--- start Records for this exercise ---
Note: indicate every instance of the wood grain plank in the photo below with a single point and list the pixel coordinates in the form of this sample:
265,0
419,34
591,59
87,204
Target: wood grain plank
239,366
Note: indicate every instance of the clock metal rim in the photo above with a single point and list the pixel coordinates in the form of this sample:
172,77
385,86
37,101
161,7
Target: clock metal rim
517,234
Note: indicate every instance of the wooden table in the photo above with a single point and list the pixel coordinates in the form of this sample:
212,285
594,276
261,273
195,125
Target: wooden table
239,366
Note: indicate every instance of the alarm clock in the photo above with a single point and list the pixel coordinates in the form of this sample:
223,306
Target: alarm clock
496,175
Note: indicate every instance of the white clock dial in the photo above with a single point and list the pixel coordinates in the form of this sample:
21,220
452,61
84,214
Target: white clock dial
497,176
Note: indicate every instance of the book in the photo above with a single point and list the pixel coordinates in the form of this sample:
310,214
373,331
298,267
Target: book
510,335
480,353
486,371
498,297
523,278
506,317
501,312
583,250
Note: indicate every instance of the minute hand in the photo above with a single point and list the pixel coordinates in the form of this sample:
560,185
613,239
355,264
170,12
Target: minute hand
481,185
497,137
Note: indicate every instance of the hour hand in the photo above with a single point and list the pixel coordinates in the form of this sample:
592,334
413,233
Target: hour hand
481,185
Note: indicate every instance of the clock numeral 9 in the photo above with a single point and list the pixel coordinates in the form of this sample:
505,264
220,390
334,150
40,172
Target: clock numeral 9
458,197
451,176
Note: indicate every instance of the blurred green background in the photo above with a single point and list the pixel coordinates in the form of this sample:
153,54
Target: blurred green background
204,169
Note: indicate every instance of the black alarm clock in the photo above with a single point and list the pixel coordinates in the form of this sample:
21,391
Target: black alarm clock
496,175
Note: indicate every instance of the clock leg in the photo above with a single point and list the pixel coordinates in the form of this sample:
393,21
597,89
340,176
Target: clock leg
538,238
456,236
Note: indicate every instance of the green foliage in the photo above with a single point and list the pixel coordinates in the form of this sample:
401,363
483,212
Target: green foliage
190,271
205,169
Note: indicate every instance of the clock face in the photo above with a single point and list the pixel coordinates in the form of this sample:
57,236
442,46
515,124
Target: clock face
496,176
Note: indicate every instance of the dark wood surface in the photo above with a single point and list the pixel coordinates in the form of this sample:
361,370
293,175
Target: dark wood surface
--- end Records for this exercise ---
§ Problem details
Reproduce all the records precisely.

§ Result
Note: indicate every instance of the wood grain plank in the photo below with a single point and list the pixel coordinates in the form of this sample:
265,0
419,34
591,59
87,204
Target: wood grain plank
239,366
Note: indicate every instance of the clock metal rim in the photo above with a single point and list the pixel coordinates in the form of this sample:
172,77
385,86
37,101
161,7
Target: clock metal rim
517,234
Note: indicate every instance of the wooden table in the photo above with a single point and list the pixel coordinates in the form of this sample:
212,285
594,276
261,273
195,125
Target: wooden table
239,366
Note: indicate every instance of the alarm clock in the photo above with a single point and list the pixel coordinates in the form of this sample:
223,306
Target: alarm clock
496,175
Note: indicate every instance of the white clock dial in the photo above with a single point and list the pixel coordinates in the form of this sample:
21,220
452,61
84,214
Target: white clock dial
497,176
Note: indicate every instance of the book in the photo above with a single point and list the pixel coordinates in the form of this sample:
310,214
373,331
298,267
Target: book
510,335
480,353
486,371
498,297
523,278
506,317
501,312
583,250
Note: indicate every instance of the minute hand in the photo above with a single point and list the pixel coordinates in the form of this sample:
560,185
613,239
355,264
170,12
Target: minute hand
481,185
497,137
Note: indicate every instance of the hour hand in the photo above with a single point and list the pixel coordinates in the form of this sample:
592,334
413,233
Target: hour hand
481,185
Note: indicate every instance of the clock numeral 9 in the photo above with a single point and list the pixel coordinates in the form of this sample:
505,264
220,390
334,150
40,172
Target: clock numeral 9
458,197
451,176
Note: indicate every instance of the blurred green background in the photo above with a single point and list the pixel coordinates in the form of this sample:
153,54
Target: blurred green background
204,169
Note: indicate every instance of the black alarm clock in the photo above with a single point and list the pixel coordinates in the form of this sample:
21,391
Target: black alarm clock
496,175
Note: indicate every instance of the clock leg in the photo above with a single point and list the pixel coordinates in the form of this sample:
393,21
597,89
340,176
Target: clock leg
538,238
456,236
Note: indicate every instance of the green foliage in the photo above with a single point and list the pixel coordinates in the form of this sample:
401,363
483,212
Target: green foliage
190,271
205,169
Note: indicate every instance of the clock face in the photo above with a single point and list the pixel coordinates in the form of this sample:
57,236
442,46
515,124
Target: clock face
496,176
Note: indicate every instance of the dark wood surface in the photo above with a single point and list the pixel coordinates in the form of this sample:
361,370
293,175
Target: dark wood surface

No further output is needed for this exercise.